Instruction: List each line in the records below that contains the word "pale", copying every such line in full.

Exercise materials:
◆ ◆ ◆
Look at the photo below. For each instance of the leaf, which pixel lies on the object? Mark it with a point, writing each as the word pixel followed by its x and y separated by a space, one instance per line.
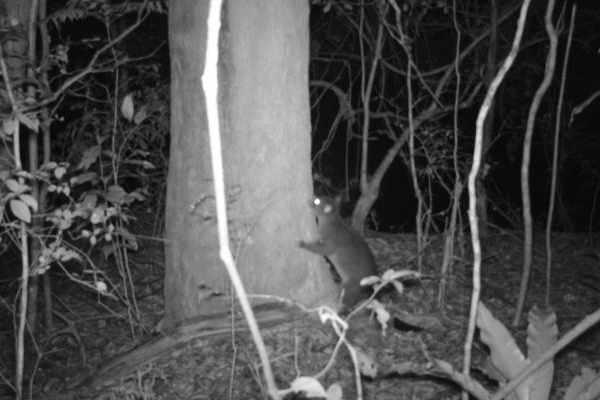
◆ ◆ ◆
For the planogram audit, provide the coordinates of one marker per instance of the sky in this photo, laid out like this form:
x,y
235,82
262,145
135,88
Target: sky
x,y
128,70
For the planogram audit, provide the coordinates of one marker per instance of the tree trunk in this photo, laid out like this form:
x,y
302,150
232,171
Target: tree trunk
◆ ◆ ◆
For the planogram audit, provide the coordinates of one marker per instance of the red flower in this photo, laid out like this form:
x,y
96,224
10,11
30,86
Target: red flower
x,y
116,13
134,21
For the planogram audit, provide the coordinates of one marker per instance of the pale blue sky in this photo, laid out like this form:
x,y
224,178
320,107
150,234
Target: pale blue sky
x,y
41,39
◆ ◆ ◆
Output for this exercise:
For the planogram audit, provide the coordinates of one marker per instance of the pale blue sky in this photo, laid out like this form:
Target: pale blue sky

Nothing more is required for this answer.